- **Consigne 1**:
Énumérez toutes les tranches d'âge d'agresseurs que cite l'entretien sur le viol en Guinée, avec les âges correspondants.
- **Consigne 2**:
D'après l'entretien sur le viol en Guinée, dans quelle université M. Nourdine Bangoura donne-t-il ses cours ?
- **Consigne 3**:
Reproduisez s'il vous plaît le passage de l'entretien sur le viol en Guinée en commençant par « Recrudescence du viol » et en allant jusqu'à « explique cela ? ».

- **Extrait du texte**:
════════
Recrudescence du viol en Guinée : Les causes et les moyens de prévention, selon un criminologue

Manifestassions en Guinée contre le viol, image d’archives

CONAKRY-Le viol devient récurrent en Guinée. C’est même devenu un fléau. Qu’est-ce qui pourrait expliquer ce phénomène ? Comment y remédier ? Africaguuinee.com a interrogé M. Nourdine Bangoura, professeur de criminologie, chargé de cours sur les cas de viol à l’université générale Lansana Conté. L’universitaire dit tout sur le viol en Guinée. Entretien exclusif !!!

AFRICAGUINEE.COM: Ces derniers temps, nous assistons à une recrudescence des cas de viol en Guinée. Selon vous, qu’est-ce qui explique cela ?

Professeur NOURDINE BANGOURA : Je confirme que c’est un constat réel. Ces dernières années, le phénomène de viol connait une récurrence totale en Guinée et plus particulièrement dans les communes de Conakry. C’est un phénomène qui constitue une véritable préoccupation à tous les niveaux. Le plus grand paradoxe est que le viol devient de plus en plus une réalité vécue, acceptée et même cachée par bon nombre de personnes dans les quartiers plutôt qu’il soit un fléau à combattre complètement.

Ce phénomène s’explique par facteurs dont entre autres : l’inefficacité des sanctions pénales, l’exploitation des jeunes filles dans le petit commerce qui les expose, le silence total des victimes ou de leurs parents mêmes pour éviter la marginalisation sociale de leurs filles ou familles, l’absence totale de comités de lutte contre le viol dans les écoles, l’analphabétisme ou la déscolarisation des jeunes filles, le manque d’éducation sexuelle dans les programmes scolaires,  la prolifération et l’utilisation excessives des drogues et stupéfiants, le manque de centre de prise en charge psychologique en vue du traitement des agresseurs sexuels, l’exagération et le manque de réglementation des centres de loisirs, des activités ludiques.

A ces nombreux facteurs s’ajoutent le manque de politique de sensibilisation de la part des autorités, le manque de suivi des filles dans les quartiers, le mode vestimentaire extravagante et la fréquentation de lieux risqués ou criminogènes par certaines filles.

De notre constat, la plupart des violeurs sont des adultes. Selon vous, qu’est-ce qui les y pousse ?

Retenez bien qu’il n’est pas aisé de déterminer la tranche d’âge la plus représentée dans le viol dans nos communes urbaines. Donc, on ne peut pas dire aussi facilement que les adultes représentent le plus grand pourcentage d’auteurs de viol si on ne veut pas spéculer ou supposer la constatation. En effet, dans l’étude de la délinquance sexuelle, le viol en particulier, l’âge est considéré comme un facteur influent. Tout comme chez les victimes, il y’a quatre (4) tranches d’âge d’agresseurs :

– Les mineurs de 12 à 17 ans ;

– Les jeunes de 18 à 39 ans ;

– Les adultes de 40 à 59 ans ;

– Les vieux de 60 ans et plus.
════════
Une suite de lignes
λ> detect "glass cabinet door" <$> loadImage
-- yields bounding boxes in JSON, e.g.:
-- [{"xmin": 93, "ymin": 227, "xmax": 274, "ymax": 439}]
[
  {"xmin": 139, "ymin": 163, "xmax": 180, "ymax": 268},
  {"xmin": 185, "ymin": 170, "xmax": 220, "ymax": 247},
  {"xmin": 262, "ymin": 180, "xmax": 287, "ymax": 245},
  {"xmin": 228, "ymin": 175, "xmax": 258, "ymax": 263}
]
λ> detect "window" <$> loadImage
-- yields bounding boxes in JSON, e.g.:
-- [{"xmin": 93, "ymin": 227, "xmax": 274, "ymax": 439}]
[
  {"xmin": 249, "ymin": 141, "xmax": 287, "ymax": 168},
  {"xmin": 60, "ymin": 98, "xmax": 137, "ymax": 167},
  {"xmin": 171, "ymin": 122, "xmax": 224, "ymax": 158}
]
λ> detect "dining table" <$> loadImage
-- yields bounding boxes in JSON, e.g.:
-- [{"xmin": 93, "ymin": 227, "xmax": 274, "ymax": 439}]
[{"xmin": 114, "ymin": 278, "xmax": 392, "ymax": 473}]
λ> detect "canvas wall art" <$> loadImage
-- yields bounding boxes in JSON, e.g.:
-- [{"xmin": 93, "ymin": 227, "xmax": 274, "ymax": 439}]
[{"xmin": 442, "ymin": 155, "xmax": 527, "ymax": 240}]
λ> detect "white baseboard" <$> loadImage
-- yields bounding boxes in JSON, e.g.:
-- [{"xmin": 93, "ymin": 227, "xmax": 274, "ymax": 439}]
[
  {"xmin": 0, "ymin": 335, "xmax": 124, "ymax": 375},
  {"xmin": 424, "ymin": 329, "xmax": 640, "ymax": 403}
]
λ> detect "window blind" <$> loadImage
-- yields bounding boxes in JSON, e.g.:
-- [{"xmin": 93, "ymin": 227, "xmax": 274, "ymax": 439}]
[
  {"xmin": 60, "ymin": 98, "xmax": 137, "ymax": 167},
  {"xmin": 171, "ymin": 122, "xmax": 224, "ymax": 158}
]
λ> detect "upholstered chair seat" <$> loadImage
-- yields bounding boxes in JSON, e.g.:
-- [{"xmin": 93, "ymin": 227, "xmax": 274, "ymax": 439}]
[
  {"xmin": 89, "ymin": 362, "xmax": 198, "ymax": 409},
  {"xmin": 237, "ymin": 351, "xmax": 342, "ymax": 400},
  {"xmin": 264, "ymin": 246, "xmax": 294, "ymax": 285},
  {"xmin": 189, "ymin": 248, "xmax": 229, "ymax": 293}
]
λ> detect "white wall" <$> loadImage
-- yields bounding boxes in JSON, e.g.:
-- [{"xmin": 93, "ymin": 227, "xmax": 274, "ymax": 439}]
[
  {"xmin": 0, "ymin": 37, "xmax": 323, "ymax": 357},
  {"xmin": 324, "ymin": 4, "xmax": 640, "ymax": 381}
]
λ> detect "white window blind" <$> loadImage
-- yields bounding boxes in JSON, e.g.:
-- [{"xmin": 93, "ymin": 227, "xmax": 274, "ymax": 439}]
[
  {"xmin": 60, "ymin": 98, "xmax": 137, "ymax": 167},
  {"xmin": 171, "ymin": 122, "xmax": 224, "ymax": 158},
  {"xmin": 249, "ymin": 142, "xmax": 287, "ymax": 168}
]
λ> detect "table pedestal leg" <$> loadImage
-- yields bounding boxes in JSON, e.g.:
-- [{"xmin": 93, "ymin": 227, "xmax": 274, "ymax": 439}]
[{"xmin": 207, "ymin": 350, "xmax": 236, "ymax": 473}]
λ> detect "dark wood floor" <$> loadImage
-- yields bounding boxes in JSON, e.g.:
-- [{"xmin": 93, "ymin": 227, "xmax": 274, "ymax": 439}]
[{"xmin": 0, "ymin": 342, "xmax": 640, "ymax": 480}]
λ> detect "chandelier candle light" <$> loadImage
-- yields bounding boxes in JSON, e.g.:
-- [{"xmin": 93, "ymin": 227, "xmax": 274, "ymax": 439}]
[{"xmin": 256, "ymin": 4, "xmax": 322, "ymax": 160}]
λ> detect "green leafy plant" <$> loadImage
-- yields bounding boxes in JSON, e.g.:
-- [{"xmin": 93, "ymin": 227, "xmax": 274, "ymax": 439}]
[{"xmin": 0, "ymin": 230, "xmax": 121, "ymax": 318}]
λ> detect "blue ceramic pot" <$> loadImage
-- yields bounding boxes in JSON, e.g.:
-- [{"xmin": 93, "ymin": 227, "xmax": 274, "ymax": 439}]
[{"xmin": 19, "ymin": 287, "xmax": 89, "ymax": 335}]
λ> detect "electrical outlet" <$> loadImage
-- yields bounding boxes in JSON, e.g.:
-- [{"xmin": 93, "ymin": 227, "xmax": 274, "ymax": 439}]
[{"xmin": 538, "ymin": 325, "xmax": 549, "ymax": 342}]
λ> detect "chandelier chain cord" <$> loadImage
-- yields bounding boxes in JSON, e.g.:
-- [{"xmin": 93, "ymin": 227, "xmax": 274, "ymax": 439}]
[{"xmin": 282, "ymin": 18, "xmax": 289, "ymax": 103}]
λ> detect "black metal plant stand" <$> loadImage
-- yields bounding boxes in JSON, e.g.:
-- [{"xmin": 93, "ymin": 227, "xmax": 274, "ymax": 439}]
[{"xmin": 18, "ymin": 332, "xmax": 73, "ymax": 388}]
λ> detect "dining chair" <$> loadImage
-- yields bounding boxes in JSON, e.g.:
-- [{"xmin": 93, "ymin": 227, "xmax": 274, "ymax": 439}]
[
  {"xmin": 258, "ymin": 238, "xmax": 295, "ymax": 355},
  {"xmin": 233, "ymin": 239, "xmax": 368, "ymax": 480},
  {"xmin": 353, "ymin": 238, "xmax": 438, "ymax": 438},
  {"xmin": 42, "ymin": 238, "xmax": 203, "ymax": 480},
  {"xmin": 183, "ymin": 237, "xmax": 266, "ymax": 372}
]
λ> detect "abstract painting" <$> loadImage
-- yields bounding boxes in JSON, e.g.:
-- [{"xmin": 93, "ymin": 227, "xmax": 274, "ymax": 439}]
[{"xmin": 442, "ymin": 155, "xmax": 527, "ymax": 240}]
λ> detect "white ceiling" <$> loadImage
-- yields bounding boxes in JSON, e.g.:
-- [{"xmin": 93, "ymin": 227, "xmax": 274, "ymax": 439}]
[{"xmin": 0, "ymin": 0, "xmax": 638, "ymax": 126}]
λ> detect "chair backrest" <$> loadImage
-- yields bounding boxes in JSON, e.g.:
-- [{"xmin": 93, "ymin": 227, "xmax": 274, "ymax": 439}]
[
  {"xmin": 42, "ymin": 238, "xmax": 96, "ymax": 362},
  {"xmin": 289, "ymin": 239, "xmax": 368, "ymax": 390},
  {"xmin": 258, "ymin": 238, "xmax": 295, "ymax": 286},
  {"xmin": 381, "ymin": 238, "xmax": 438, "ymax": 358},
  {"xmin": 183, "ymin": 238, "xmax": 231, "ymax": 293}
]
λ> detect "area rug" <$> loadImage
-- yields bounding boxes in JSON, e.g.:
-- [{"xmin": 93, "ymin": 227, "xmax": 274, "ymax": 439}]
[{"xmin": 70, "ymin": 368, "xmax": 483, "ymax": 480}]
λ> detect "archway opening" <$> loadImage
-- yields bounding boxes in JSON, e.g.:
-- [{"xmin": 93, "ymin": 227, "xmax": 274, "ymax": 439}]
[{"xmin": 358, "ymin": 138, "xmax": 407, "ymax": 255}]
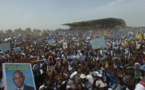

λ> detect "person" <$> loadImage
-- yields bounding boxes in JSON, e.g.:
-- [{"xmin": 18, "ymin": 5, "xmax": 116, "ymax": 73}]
[
  {"xmin": 135, "ymin": 77, "xmax": 145, "ymax": 90},
  {"xmin": 13, "ymin": 70, "xmax": 35, "ymax": 90}
]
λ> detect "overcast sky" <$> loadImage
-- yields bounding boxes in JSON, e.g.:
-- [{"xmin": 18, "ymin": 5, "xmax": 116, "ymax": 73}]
[{"xmin": 0, "ymin": 0, "xmax": 145, "ymax": 30}]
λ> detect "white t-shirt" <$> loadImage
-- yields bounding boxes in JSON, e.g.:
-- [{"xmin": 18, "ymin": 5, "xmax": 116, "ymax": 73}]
[
  {"xmin": 135, "ymin": 84, "xmax": 145, "ymax": 90},
  {"xmin": 96, "ymin": 80, "xmax": 107, "ymax": 88}
]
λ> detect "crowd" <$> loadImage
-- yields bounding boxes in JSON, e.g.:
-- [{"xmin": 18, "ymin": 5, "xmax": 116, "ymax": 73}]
[{"xmin": 0, "ymin": 27, "xmax": 145, "ymax": 90}]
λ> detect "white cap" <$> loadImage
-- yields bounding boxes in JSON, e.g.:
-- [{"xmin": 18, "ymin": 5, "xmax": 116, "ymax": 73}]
[{"xmin": 80, "ymin": 74, "xmax": 86, "ymax": 79}]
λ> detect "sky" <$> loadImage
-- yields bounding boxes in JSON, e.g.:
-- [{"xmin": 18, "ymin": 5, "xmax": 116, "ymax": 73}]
[{"xmin": 0, "ymin": 0, "xmax": 145, "ymax": 30}]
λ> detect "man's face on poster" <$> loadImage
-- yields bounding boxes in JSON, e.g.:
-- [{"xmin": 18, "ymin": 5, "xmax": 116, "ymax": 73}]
[{"xmin": 13, "ymin": 72, "xmax": 25, "ymax": 88}]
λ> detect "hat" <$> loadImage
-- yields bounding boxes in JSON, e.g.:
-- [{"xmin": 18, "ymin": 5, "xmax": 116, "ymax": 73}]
[
  {"xmin": 80, "ymin": 74, "xmax": 86, "ymax": 79},
  {"xmin": 134, "ymin": 62, "xmax": 140, "ymax": 65},
  {"xmin": 70, "ymin": 71, "xmax": 78, "ymax": 79},
  {"xmin": 92, "ymin": 71, "xmax": 102, "ymax": 77},
  {"xmin": 56, "ymin": 57, "xmax": 60, "ymax": 60}
]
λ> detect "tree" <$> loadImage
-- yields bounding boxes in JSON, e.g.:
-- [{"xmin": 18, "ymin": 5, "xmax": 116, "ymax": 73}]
[
  {"xmin": 25, "ymin": 28, "xmax": 31, "ymax": 33},
  {"xmin": 5, "ymin": 29, "xmax": 13, "ymax": 34}
]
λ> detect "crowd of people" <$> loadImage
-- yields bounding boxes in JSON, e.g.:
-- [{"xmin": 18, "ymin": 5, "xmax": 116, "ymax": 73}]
[{"xmin": 0, "ymin": 27, "xmax": 145, "ymax": 90}]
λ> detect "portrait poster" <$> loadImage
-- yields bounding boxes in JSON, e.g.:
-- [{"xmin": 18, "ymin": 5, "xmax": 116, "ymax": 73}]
[{"xmin": 3, "ymin": 63, "xmax": 36, "ymax": 90}]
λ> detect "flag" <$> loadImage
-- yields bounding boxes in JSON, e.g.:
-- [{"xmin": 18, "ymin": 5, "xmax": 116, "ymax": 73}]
[
  {"xmin": 63, "ymin": 42, "xmax": 68, "ymax": 49},
  {"xmin": 48, "ymin": 39, "xmax": 55, "ymax": 46}
]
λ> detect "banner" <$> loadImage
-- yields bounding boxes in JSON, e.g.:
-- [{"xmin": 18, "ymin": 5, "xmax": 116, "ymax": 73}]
[
  {"xmin": 13, "ymin": 47, "xmax": 23, "ymax": 54},
  {"xmin": 63, "ymin": 42, "xmax": 68, "ymax": 49},
  {"xmin": 16, "ymin": 58, "xmax": 37, "ymax": 63},
  {"xmin": 0, "ymin": 43, "xmax": 11, "ymax": 52},
  {"xmin": 3, "ymin": 63, "xmax": 36, "ymax": 90},
  {"xmin": 90, "ymin": 37, "xmax": 106, "ymax": 49},
  {"xmin": 48, "ymin": 39, "xmax": 55, "ymax": 46}
]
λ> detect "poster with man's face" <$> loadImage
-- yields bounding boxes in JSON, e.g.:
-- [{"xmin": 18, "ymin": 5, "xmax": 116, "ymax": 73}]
[{"xmin": 3, "ymin": 63, "xmax": 36, "ymax": 90}]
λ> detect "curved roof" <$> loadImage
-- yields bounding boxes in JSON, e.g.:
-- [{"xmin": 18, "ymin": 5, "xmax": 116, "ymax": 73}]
════════
- **Réponse 1**:
- Les mineurs de 12 à 17 ans
- Les jeunes de 18 à 39 ans
- Les adultes de 40 à 59 ans
- Les vieux de 60 ans et plus

- **Réponse 2**:
À l'université générale Lansana Conté.

- **Réponse 3**:
Recrudescence du viol en Guinée : Les causes et les moyens de prévention, selon un criminologue

Manifestassions en Guinée contre le viol, image d’archives

CONAKRY-Le viol devient récurrent en Guinée. C’est même devenu un fléau. Qu’est-ce qui pourrait expliquer ce phénomène ? Comment y remédier ? Africaguuinee.com a interrogé M. Nourdine Bangoura, professeur de criminologie, chargé de cours sur les cas de viol à l’université générale Lansana Conté. L’universitaire dit tout sur le viol en Guinée. Entretien exclusif !!!

AFRICAGUINEE.COM: Ces derniers temps, nous assistons à une recrudescence des cas de viol en Guinée. Selon vous, qu’est-ce qui explique cela ?